**Task instructions:**
Gather every line in the data below that contains the word "green", and treat uppercase and lowercase as different.

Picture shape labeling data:
[START]

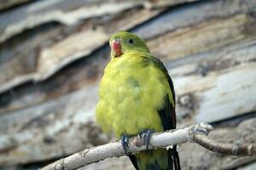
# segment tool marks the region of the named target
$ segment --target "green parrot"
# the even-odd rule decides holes
[[[113,132],[137,170],[180,169],[177,147],[127,153],[130,136],[139,134],[149,144],[153,132],[176,128],[175,93],[163,63],[145,42],[128,31],[109,40],[111,60],[100,82],[96,122]]]

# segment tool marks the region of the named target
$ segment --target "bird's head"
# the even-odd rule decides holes
[[[119,31],[109,40],[111,58],[121,57],[131,52],[149,53],[145,42],[139,37],[128,31]]]

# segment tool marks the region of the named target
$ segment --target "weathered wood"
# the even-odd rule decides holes
[[[90,15],[83,11],[94,8],[96,1],[68,2],[38,1],[0,15],[5,30],[0,36],[0,167],[64,156],[111,139],[95,124],[97,84],[109,60],[108,37],[127,29],[144,37],[167,67],[178,127],[222,122],[212,138],[255,142],[256,1],[124,1],[131,5],[122,6],[99,0],[101,10]],[[184,4],[172,6],[177,3]],[[108,13],[103,7],[109,4],[119,8]],[[49,18],[56,10],[64,21]],[[2,18],[7,15],[14,18]],[[226,119],[237,116],[242,123],[227,125]],[[190,144],[178,150],[183,169],[231,169],[255,162]],[[123,160],[113,167],[131,167]],[[84,169],[110,169],[111,162]]]
[[[247,74],[247,76],[253,80],[256,76],[256,71],[253,71],[256,68],[256,63],[253,61],[256,46],[254,44],[230,50],[223,49],[220,52],[194,56],[191,58],[194,60],[194,63],[188,60],[186,64],[177,65],[177,67],[172,68],[170,74],[173,77],[178,98],[177,116],[180,117],[178,121],[183,122],[183,124],[179,123],[178,126],[195,122],[196,115],[198,116],[198,115],[204,113],[212,114],[211,111],[213,108],[204,110],[201,108],[204,105],[216,101],[216,98],[218,98],[218,95],[223,94],[216,93],[216,98],[209,99],[205,98],[205,96],[207,96],[207,94],[211,94],[211,91],[214,91],[214,89],[225,88],[224,82],[230,74],[235,72],[248,73],[247,69],[249,69],[253,71],[249,71],[251,73]],[[167,68],[170,69],[168,62],[166,64]],[[201,71],[201,67],[204,70]],[[234,71],[236,71],[234,72]],[[236,79],[244,77],[246,76],[235,76]],[[217,83],[223,84],[223,86],[216,86]],[[249,85],[255,88],[254,83]],[[255,98],[250,97],[250,92],[243,86],[237,87],[236,91],[243,94],[244,98],[240,100],[236,98],[236,94],[233,91],[228,91],[225,94],[228,99],[232,94],[234,96],[232,101],[225,101],[224,106],[229,110],[224,110],[223,105],[215,105],[214,102],[212,106],[214,106],[214,114],[219,113],[220,119],[230,117],[230,114],[236,116],[237,114],[236,108],[240,108],[240,110],[245,112],[253,110],[253,107],[250,107],[250,105],[253,105],[256,102],[254,101]],[[189,96],[191,100],[186,103],[186,99],[182,99],[184,96]],[[47,157],[60,156],[77,150],[82,147],[81,144],[92,144],[88,141],[89,138],[86,134],[88,129],[83,128],[79,129],[79,127],[86,127],[89,122],[93,122],[96,97],[97,93],[95,87],[84,88],[54,100],[48,100],[38,105],[2,114],[0,119],[0,150],[2,150],[0,164],[29,162],[44,160]],[[236,103],[236,107],[232,108],[234,101]],[[244,105],[244,101],[247,101],[247,105]],[[192,108],[189,104],[193,104]],[[188,112],[194,114],[188,115]],[[242,113],[244,112],[239,112],[239,114]],[[191,118],[186,122],[185,118],[188,116]],[[183,119],[181,120],[181,117]],[[216,121],[215,117],[212,117]],[[76,131],[78,133],[74,133]],[[82,133],[80,131],[83,131],[83,137],[79,138],[79,140],[73,139],[72,135],[79,135]],[[52,139],[54,142],[49,142],[49,144],[46,142],[45,144],[45,140],[44,140],[45,138]],[[76,144],[68,144],[71,142],[70,139],[72,143]],[[100,139],[97,139],[96,140]],[[46,141],[48,140],[46,139]],[[35,146],[34,144],[37,145]],[[32,149],[34,147],[37,150],[40,150],[40,152],[37,152],[40,154],[38,155],[34,152],[35,149]],[[23,150],[25,148],[26,148],[26,151]],[[16,153],[23,154],[18,155]]]
[[[160,2],[161,1],[160,1]],[[177,3],[181,2],[183,1],[177,1]],[[39,4],[41,4],[41,3],[43,3],[43,2],[38,2]],[[108,3],[107,2],[106,4],[101,4],[103,6],[109,5]],[[50,20],[40,22],[39,27],[36,27],[37,29],[34,27],[35,26],[33,26],[32,29],[27,31],[28,32],[25,34],[26,37],[32,37],[32,34],[29,32],[34,29],[39,31],[40,26],[44,26],[42,27],[42,29],[44,30],[45,26],[48,26],[47,31],[49,32],[46,31],[43,34],[43,41],[34,41],[34,39],[38,40],[42,38],[41,36],[36,38],[27,39],[26,42],[25,42],[25,44],[27,45],[23,47],[24,50],[22,46],[11,46],[12,48],[8,48],[8,51],[13,51],[11,54],[6,54],[4,50],[2,49],[3,51],[1,53],[3,53],[3,55],[1,56],[2,59],[0,58],[0,61],[2,60],[4,65],[0,65],[0,71],[4,70],[8,74],[1,75],[0,76],[0,93],[26,82],[37,82],[48,78],[70,62],[84,57],[95,49],[102,47],[108,42],[108,37],[113,32],[119,30],[131,29],[138,24],[154,18],[161,11],[161,9],[152,11],[139,8],[140,5],[145,4],[145,2],[139,3],[140,5],[133,1],[127,3],[129,3],[129,4],[131,3],[131,5],[122,6],[119,3],[111,3],[112,5],[120,5],[116,7],[116,8],[119,9],[113,11],[108,19],[108,17],[106,19],[104,16],[100,17],[99,21],[96,21],[98,19],[96,18],[96,16],[104,15],[106,13],[108,14],[104,8],[102,8],[103,11],[102,13],[101,10],[99,10],[100,14],[98,13],[93,13],[88,16],[93,18],[87,20],[87,22],[85,21],[84,24],[80,24],[81,22],[78,20],[80,21],[81,19],[84,18],[81,18],[79,14],[74,14],[72,15],[73,16],[73,18],[72,18],[73,21],[71,22],[72,24],[70,24],[70,26],[68,25],[69,26],[67,26],[65,23],[64,25],[66,26],[63,26],[63,22],[60,24],[61,23],[61,21],[58,21],[59,24],[55,23],[54,21],[56,20],[52,18],[50,18]],[[250,1],[242,6],[240,5],[241,3],[241,0],[228,1],[227,3],[224,1],[214,1],[211,3],[199,2],[191,4],[191,6],[185,5],[184,7],[171,9],[169,12],[133,29],[133,31],[148,40],[150,48],[152,48],[153,53],[159,57],[177,58],[207,52],[230,45],[237,41],[254,37],[255,34],[253,30],[255,28],[253,26],[255,26],[255,17],[250,14],[253,14],[256,3]],[[60,3],[61,6],[60,6]],[[55,5],[53,5],[52,3],[45,3],[45,5],[43,7],[47,8],[49,5],[53,6],[48,9],[51,11],[54,9],[54,7],[56,8],[55,9],[61,8],[61,10],[64,10],[65,8],[67,8],[66,5],[70,5],[69,3],[63,3],[62,1],[56,1],[54,4]],[[80,8],[84,8],[83,5],[87,3],[84,3],[84,3],[81,3]],[[157,5],[158,3],[153,3],[153,4]],[[77,5],[77,3],[74,3],[72,5]],[[93,6],[95,4],[92,3],[91,5]],[[140,9],[131,9],[130,12],[124,12],[127,8],[131,8],[134,7],[138,7]],[[93,7],[89,5],[84,8]],[[201,13],[198,13],[197,8],[201,8]],[[38,10],[37,14],[39,14],[40,18],[42,18],[41,12],[44,10],[40,8],[34,10],[35,13]],[[134,10],[137,12],[132,12]],[[64,11],[70,12],[67,9]],[[73,12],[73,11],[80,11],[80,8],[75,8]],[[44,12],[47,11],[44,11]],[[94,12],[96,11],[94,10]],[[82,14],[86,15],[86,14]],[[123,14],[123,17],[118,17],[117,14]],[[48,14],[51,16],[52,14],[47,13],[47,15]],[[117,16],[114,16],[114,14],[117,14]],[[34,14],[32,15],[34,16]],[[233,17],[233,15],[236,16]],[[35,17],[36,16],[38,15],[36,14]],[[6,20],[6,18],[7,16],[3,15],[3,20]],[[16,18],[15,19],[16,20]],[[40,20],[38,20],[39,21]],[[21,20],[21,22],[23,21]],[[16,26],[16,24],[19,22],[14,23]],[[42,25],[43,23],[47,24],[45,24],[45,26]],[[9,26],[8,23],[7,25]],[[19,29],[19,31],[20,30],[22,29]],[[55,32],[52,32],[53,30],[55,31]],[[219,31],[216,31],[216,30]],[[201,34],[202,31],[206,32],[203,36]],[[213,34],[212,31],[214,32]],[[147,34],[145,34],[145,32],[147,32]],[[76,37],[79,37],[79,35],[82,37],[81,39],[78,41]],[[90,37],[86,35],[90,35]],[[85,41],[84,39],[88,37],[91,39],[92,42],[96,42],[96,44],[93,47],[91,45],[92,43],[84,44],[82,40]],[[170,41],[170,39],[172,39],[172,41]],[[221,42],[221,43],[219,42]],[[66,46],[64,48],[61,48],[63,44],[67,44],[67,42],[68,44],[73,45]],[[7,41],[5,43],[9,46],[10,42]],[[5,43],[3,43],[3,45]],[[74,47],[79,48],[76,48]],[[5,47],[3,47],[2,48],[4,48]],[[60,51],[60,48],[62,50],[65,49],[65,51],[63,50],[63,52],[61,53],[62,50]],[[38,63],[38,65],[37,65]],[[32,69],[27,70],[27,65]],[[14,70],[10,68],[16,69]]]
[[[0,12],[2,10],[7,10],[9,8],[15,7],[17,5],[20,5],[26,3],[28,3],[32,0],[7,0],[0,2]]]

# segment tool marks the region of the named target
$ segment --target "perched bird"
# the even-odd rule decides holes
[[[143,40],[119,31],[109,40],[111,60],[100,83],[96,121],[103,132],[121,139],[127,151],[129,136],[146,138],[176,128],[173,83],[162,62]],[[137,170],[180,169],[176,145],[129,155]]]

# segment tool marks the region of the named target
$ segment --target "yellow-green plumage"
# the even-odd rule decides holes
[[[113,131],[119,139],[124,133],[137,135],[143,129],[163,131],[159,110],[166,106],[166,96],[173,107],[175,105],[166,72],[137,36],[122,31],[110,42],[116,37],[121,41],[123,54],[114,57],[112,54],[105,68],[99,88],[96,121],[103,132]],[[134,44],[127,43],[130,38],[135,41]],[[167,169],[166,155],[166,150],[141,152],[136,156],[138,167],[148,169],[147,164],[151,162],[158,164],[160,169]]]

[END]

**Reply to the exercise:**
$ segment --target "green parrot"
$ segment --target "yellow-green plumage"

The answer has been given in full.